India ramps up inflation fight

Published April 18, 2008

NEW DELHI, April 17: India’s central bank ramped up its fight against inflation on Thursday, moving to cool demand by reducing money available for commercial loans, while leaving short-term borrowing rates unchanged.

The move comes as the Indian government attempts to wrestle down inflation, driven by soaring global prices of basic foods such as rice, which have hit hard India’s impoverished millions.

With elections looming in a year, the Congress-led government has made fighting inflation -- running at a three-year high -- its top priority, fearing a backlash from the poor, its key support base.

The surprise 50-basis point hike in the cash reserve ratio (CRR) to 8.0 per cent came after data earlier in the day showed annual inflation had dropped slightly but was still around 7.14 per cent.

“In the light of current macroeconomic, monetary and anticipated liquidity conditions, and with a view to containing inflation expectations, it is essential to take appropriate action on an urgent basis,” the bank said.

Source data
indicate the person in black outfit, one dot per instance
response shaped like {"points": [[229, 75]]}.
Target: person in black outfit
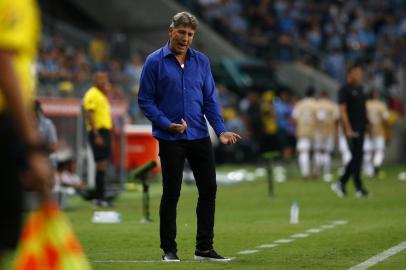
{"points": [[353, 114]]}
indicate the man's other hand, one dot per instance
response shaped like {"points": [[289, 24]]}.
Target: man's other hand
{"points": [[229, 137], [178, 128]]}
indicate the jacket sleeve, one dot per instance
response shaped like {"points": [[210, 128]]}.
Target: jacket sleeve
{"points": [[147, 96], [211, 107]]}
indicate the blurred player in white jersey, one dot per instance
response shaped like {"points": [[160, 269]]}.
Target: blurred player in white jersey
{"points": [[327, 116], [304, 114], [374, 145]]}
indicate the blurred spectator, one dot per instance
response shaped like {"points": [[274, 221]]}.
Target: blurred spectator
{"points": [[46, 129], [98, 48]]}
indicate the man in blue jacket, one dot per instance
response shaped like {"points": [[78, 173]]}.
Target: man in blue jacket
{"points": [[177, 93]]}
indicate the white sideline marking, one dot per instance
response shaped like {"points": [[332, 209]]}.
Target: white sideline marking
{"points": [[284, 241], [151, 261], [250, 251], [328, 226], [300, 235], [340, 222], [380, 257], [134, 261], [267, 246], [314, 230]]}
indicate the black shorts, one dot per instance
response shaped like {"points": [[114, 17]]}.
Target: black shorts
{"points": [[101, 152], [12, 163]]}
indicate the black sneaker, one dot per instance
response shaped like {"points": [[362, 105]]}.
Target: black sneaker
{"points": [[361, 193], [337, 187], [210, 255], [170, 257]]}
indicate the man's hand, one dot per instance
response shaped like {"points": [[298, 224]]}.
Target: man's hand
{"points": [[98, 139], [39, 175], [229, 137], [349, 133], [178, 128]]}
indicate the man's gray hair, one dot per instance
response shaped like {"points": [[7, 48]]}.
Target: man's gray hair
{"points": [[184, 18]]}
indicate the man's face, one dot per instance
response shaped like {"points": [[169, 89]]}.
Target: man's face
{"points": [[180, 39], [101, 80], [355, 75]]}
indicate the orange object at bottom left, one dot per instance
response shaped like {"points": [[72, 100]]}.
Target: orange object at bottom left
{"points": [[49, 243]]}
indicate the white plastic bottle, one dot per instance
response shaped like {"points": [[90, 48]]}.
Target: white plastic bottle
{"points": [[294, 213]]}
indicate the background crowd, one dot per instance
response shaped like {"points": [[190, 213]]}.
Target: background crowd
{"points": [[324, 34]]}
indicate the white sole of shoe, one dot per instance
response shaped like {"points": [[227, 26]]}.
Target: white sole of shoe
{"points": [[336, 189], [200, 258]]}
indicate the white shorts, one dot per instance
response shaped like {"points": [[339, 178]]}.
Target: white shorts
{"points": [[304, 144], [343, 144], [324, 143], [374, 143]]}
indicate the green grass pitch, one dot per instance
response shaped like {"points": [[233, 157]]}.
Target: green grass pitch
{"points": [[247, 217]]}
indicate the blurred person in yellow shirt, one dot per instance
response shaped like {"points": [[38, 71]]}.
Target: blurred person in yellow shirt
{"points": [[99, 126], [21, 152], [374, 145]]}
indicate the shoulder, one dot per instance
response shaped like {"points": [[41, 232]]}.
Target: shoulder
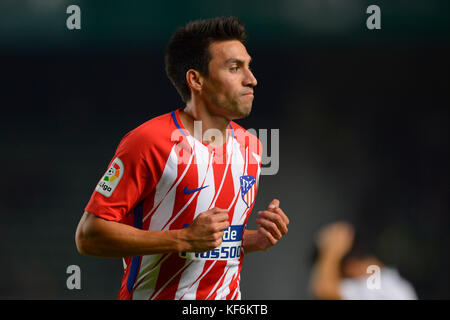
{"points": [[246, 138], [151, 138], [152, 132]]}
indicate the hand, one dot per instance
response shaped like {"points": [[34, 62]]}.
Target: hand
{"points": [[336, 239], [206, 231], [272, 225]]}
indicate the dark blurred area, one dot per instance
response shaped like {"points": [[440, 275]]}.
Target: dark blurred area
{"points": [[363, 120]]}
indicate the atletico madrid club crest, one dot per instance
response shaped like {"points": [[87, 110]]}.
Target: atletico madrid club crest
{"points": [[248, 189]]}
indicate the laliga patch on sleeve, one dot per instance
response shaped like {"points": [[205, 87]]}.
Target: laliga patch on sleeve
{"points": [[111, 178]]}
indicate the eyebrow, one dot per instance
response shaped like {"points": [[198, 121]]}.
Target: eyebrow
{"points": [[238, 61]]}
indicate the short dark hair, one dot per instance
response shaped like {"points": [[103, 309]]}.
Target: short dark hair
{"points": [[188, 48]]}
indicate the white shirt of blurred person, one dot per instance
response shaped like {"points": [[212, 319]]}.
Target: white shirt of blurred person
{"points": [[339, 274]]}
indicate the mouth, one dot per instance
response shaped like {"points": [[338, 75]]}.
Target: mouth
{"points": [[250, 93]]}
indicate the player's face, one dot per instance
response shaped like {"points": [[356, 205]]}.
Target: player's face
{"points": [[228, 89]]}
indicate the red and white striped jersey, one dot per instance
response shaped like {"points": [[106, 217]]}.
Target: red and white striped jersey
{"points": [[161, 178]]}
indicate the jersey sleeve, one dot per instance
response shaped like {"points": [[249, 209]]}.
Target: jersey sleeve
{"points": [[129, 178]]}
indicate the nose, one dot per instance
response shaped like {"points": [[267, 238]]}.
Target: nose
{"points": [[250, 80]]}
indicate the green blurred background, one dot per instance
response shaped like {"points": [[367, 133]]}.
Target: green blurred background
{"points": [[363, 119]]}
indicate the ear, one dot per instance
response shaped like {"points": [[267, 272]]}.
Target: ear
{"points": [[194, 79]]}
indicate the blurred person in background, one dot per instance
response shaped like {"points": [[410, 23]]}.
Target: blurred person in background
{"points": [[345, 266]]}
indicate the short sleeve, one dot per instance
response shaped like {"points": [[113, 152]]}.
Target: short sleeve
{"points": [[127, 180]]}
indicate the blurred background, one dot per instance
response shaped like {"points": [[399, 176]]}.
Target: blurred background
{"points": [[362, 114]]}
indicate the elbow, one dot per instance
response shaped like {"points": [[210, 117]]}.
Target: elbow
{"points": [[84, 238], [82, 241]]}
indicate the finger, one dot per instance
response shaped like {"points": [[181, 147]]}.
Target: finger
{"points": [[283, 215], [271, 227], [216, 210], [268, 235], [275, 203], [219, 217], [223, 225], [275, 218]]}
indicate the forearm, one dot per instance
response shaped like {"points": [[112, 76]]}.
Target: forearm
{"points": [[250, 241], [98, 237]]}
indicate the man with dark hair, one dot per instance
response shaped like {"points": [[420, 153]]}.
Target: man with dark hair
{"points": [[176, 197], [347, 268]]}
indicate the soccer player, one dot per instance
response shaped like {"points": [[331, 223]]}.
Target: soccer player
{"points": [[344, 267], [176, 197]]}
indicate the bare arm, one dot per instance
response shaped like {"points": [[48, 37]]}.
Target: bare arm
{"points": [[272, 226], [99, 237], [333, 242]]}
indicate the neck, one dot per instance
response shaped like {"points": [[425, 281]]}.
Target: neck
{"points": [[203, 124]]}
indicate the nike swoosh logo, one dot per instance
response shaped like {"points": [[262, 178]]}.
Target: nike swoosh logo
{"points": [[190, 191]]}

= EXERCISE 1 =
In the article on India's inflation fight, rewrite everything from "With elections looming" down to "7.14 per cent.", replacing "cash reserve ratio" with "cash reserve requirement".
= EXERCISE 2 =
Write the next part of the article on India's inflation fight, picking up after its final sentence.

= FINAL ANSWER 1 =
With elections looming in a year, the Congress-led government has made fighting inflation -- running at a three-year high -- its top priority, fearing a backlash from the poor, its key support base.

The surprise 50-basis point hike in the cash reserve requirement (CRR) to 8.0 per cent came after data earlier in the day showed annual inflation had dropped slightly but was still around 7.14 per cent.

= FINAL ANSWER 2 =
The Reserve Bank of India noted inflation according to the Wholesale Price Index stood at just 3.83 per cent on Jan 12 in Asia’s third largest economy and has climbed steeply since.

Rising prices mean inflation expectations need “to be monitored and moderated,” said the bank, which announced the tightening less than two weeks ahead of its annual policy meeting.

The bank’s aggressive tightening cycle, which began in 2004, has slowed economic growth with some economists forecasting it will fall as low as seven per cent in this fiscal year to March 2009 from around 8.8 per cent last year and 9.6 per cent the previous year.

Analysts said more tightening measures could be in store on the day of the bank’s policy meeting on April 28.

“They may want to raise one of the signal official rates and perhaps they didn’t want to pack it all into one day,” said Abheek Barua, chief economist of India’s HDFC Bank.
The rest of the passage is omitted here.